- _STUDY TEXT_
[Start of Attachment]

Monday, February 28, 2011
And one last thing I forgot to mention: An audience member asked Elizabeth Gilbert about fear. She had a very eloquent response, as per usual, with one spectacularly memorable quote from her guru, "Fear. Who cares?" How's that for perspective, huh? Brings a whole new meaning to "Don't worry, be happy." :)
Sunday, February 27, 2011
I had an exceptionally low-key weekend. My little sister came home from Spain today and as such, I made family the focus. Saturday though, it was all about the Grandmama...I picked up my health-nut grandma around lunchtime. Our fun afternoon of quality time began at our favorite local and organic restaurant, The Flying Pig. I was a little chilly (a side effect of cleansing, perhaps? Anyone know?) and ordered a mint tea immediately upon sitting.
Afterwards, we split just about everything. First, a puréed celery root and parsley soup that I absolutely loved. I really wish I could have celery root more often; if only I knew what it looked like at the farmer's market. Ha, what an excuse.
Next, a classic chopped salad sans Maytag blue cheese. What remained: celery, carrot, chiffonade romaine lettuce, french green lentils and red wine vinaigrette. Perfection.
Then, spaghetti squash pomodoro. Please excuse my messy plate (my grandma and I shared, remember?) and "yum" out loud with me. It was delicious with garlic, brown butter, farm basil, and of course, a fresh pomodoro sauce.
Going out for a multi-course lunch is such a treat, especially when it's at a restaurant like the Flying Pig. As their website describes, they've "been a showcase and advocate for local, natural, and artisinal foods, sustainable farming, and small farmers throughout the area" since their founding by Cabbage Hill Farm owner, Nancy Kohlberg. I am more than pleased to support such a mission.

[End of Attachment]

- _INPUT DATA_
[Start of Attachment]

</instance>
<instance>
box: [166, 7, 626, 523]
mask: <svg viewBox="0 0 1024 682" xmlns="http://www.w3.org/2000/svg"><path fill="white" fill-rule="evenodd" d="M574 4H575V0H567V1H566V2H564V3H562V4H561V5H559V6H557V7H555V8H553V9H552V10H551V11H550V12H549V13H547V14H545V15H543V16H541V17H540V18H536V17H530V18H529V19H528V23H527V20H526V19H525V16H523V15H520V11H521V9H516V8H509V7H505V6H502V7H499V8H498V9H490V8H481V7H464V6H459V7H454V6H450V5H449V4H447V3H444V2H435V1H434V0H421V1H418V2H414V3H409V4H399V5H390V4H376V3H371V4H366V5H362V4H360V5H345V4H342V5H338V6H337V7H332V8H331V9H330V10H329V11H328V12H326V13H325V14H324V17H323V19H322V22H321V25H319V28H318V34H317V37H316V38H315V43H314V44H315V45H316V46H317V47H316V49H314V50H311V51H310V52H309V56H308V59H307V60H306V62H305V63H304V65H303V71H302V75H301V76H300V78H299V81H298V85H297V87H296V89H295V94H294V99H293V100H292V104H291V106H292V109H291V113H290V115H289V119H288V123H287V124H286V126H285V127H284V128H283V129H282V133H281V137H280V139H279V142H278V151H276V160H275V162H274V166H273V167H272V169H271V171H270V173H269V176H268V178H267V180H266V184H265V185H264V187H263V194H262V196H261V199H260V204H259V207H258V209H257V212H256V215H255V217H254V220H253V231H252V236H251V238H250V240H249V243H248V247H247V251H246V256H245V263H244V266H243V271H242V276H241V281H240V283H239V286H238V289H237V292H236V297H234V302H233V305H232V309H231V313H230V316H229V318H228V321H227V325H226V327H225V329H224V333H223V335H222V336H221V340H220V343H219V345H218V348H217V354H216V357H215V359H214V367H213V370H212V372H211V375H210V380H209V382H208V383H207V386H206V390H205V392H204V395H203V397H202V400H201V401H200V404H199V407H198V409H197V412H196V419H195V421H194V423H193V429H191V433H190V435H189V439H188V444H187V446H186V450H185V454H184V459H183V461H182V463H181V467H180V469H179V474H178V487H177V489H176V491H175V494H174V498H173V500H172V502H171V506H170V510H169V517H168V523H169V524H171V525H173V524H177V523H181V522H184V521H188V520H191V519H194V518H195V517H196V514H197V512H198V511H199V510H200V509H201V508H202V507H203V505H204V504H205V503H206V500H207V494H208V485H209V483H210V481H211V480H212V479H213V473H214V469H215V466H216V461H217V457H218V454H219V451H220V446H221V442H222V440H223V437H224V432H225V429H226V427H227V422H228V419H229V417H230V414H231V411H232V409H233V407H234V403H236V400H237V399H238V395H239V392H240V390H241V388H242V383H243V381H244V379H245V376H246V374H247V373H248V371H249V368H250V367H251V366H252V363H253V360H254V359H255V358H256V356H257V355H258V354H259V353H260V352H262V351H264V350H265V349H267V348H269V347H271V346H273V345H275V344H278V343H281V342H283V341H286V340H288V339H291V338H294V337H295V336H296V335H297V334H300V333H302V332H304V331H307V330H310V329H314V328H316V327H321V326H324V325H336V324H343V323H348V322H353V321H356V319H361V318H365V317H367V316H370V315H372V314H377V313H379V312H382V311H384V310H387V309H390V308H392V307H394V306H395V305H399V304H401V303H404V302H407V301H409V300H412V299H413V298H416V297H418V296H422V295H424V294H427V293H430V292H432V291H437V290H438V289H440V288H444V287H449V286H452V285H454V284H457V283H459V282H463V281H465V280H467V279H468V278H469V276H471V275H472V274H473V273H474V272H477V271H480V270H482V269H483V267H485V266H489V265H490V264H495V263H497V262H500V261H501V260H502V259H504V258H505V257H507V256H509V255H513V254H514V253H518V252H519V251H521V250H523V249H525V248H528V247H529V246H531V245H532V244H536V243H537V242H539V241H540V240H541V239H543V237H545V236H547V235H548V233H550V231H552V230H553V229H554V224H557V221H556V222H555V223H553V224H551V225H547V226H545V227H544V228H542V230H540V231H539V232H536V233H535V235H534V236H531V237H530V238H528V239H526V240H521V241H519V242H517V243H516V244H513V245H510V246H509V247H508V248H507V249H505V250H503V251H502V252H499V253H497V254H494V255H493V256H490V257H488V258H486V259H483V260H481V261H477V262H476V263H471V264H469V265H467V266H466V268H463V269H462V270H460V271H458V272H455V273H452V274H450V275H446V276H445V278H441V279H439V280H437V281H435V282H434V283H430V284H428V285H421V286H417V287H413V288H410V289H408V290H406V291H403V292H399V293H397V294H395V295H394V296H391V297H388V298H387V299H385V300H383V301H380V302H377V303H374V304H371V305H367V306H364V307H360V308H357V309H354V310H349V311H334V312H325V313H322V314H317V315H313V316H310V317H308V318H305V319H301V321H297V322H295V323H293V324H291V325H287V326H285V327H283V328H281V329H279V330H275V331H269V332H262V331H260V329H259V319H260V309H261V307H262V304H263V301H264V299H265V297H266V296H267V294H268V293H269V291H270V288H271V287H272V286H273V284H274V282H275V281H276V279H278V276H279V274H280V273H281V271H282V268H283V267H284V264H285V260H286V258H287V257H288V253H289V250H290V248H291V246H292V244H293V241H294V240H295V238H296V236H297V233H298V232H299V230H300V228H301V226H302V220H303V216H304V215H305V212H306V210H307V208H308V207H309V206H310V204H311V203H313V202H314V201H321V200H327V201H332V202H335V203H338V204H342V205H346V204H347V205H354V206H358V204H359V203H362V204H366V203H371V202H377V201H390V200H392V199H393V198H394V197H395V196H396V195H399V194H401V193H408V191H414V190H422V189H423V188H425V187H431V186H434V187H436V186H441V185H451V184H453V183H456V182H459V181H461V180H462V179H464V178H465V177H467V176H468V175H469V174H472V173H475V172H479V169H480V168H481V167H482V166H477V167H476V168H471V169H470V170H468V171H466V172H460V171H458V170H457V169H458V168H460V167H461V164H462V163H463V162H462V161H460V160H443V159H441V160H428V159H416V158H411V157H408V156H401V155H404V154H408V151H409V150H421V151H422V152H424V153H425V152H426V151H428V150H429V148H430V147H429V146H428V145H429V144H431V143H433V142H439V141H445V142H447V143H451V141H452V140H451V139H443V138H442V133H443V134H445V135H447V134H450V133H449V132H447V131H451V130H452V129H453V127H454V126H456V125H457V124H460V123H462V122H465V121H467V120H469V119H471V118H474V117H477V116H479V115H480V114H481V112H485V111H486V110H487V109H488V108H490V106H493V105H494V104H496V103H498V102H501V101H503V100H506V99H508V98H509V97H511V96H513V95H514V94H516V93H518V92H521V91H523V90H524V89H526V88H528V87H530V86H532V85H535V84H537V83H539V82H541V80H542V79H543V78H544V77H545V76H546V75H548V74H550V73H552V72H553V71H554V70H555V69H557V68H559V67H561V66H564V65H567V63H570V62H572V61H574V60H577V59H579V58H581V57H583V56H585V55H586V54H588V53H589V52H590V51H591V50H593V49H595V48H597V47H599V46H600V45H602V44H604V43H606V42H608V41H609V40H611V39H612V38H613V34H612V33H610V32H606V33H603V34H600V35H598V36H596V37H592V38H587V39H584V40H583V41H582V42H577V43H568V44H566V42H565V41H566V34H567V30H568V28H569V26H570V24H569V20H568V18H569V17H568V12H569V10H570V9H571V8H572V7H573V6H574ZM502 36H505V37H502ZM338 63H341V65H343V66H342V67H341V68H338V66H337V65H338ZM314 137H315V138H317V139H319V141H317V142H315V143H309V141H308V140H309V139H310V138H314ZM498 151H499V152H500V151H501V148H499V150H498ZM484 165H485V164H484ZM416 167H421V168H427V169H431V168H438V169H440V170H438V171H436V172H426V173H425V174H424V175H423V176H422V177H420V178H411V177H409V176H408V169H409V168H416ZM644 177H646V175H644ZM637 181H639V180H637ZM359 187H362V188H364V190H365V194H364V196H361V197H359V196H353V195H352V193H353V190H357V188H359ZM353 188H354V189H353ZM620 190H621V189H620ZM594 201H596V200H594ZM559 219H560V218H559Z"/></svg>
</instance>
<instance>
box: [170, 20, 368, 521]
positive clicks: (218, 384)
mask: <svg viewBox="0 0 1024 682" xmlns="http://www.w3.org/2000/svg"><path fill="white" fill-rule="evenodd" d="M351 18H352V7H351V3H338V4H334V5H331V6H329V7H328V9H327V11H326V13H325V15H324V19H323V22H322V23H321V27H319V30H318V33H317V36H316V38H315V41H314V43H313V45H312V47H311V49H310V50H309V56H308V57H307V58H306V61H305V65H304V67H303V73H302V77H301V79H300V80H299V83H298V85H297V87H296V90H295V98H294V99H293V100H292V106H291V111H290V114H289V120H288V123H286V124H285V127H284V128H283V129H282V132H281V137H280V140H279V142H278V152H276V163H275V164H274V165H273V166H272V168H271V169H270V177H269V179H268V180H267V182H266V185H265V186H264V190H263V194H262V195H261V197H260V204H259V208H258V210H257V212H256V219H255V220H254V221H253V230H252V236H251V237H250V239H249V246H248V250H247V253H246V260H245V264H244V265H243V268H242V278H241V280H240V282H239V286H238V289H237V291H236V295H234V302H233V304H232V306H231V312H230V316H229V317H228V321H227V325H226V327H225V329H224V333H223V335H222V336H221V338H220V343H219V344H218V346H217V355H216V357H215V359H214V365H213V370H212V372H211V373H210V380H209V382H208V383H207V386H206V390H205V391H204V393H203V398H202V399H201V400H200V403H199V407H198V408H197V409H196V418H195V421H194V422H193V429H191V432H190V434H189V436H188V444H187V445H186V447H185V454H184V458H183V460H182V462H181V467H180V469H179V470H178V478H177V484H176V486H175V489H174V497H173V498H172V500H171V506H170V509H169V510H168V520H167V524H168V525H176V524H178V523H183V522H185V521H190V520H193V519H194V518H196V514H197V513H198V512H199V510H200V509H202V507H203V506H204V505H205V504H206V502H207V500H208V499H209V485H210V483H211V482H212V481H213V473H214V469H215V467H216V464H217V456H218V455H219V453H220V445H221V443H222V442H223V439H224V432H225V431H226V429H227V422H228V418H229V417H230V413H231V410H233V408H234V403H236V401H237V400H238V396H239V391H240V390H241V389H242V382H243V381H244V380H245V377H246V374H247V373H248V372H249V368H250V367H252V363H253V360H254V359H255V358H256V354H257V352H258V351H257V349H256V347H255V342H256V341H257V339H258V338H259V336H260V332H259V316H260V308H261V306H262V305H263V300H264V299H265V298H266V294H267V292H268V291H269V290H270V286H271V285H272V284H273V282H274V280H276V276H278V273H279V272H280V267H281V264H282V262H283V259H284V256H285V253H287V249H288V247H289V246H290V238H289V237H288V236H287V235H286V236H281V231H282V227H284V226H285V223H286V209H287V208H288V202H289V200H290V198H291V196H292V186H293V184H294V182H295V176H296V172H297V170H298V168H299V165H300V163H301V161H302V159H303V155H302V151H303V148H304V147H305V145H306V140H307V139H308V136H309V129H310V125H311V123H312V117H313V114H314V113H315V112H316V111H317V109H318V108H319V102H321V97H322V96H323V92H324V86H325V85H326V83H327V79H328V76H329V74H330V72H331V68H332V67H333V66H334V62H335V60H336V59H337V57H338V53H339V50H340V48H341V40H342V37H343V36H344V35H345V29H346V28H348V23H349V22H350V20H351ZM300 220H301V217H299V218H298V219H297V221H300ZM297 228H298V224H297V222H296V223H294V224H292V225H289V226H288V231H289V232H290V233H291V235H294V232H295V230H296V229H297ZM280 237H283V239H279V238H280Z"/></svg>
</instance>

[End of Attachment]

- _PROMPT 1_
According to the blog post, what was left in the chopped salad once the Maytag blue cheese was removed? List every item.
- _PROMPT 2_
Do these statements agree with the blog post? Answer yes or no for each and quote the words that decide it.
(a) The writer ordered a mint tea right after sitting down.
(b) The chopped salad came with Maytag blue cheese.
(c) Nancy Kohlberg founded the Flying Pig.
- _PROMPT 3_
Continue the blog post about the weekend and the lunch at the Flying Pig, starting after its last sentence.
The records are separate material from the blog post.

- _TASK RESULT 1_
- Celery
- Carrot
- Chiffonade romaine lettuce
- French green lentils
- Red wine vinaigrette

- _TASK RESULT 2_
(a) Yes: "ordered a mint tea immediately upon sitting"
(b) No: "a classic chopped salad sans Maytag blue cheese"
(c) Yes: "since their founding by Cabbage Hill Farm owner, Nancy Kohlberg"

- _TASK RESULT 3_
Following our meal, we headed to Mrs. Green's so that I could stock up on Crazy, Sexy supplies for the upcoming week. We were greeted at the store front with glorious samples that I could not eat. No sugar for 21 days for me! My grandma, on the other hand, is avoiding no such thing, even if she is otherwise healthy.She was a big fan of Angell's Organic Candy Bars and I look forward to trying them myself next month. Thirty minutes later, I got my own sweet deal though: spaghetti squash, avocados, spinach, romaine, parsnips, broccoli, lentils, brown rice, flax seed, tomato sauce, walnuts, and Sunshine burgers. And last but certainly not least, we went for manicures and pedicures.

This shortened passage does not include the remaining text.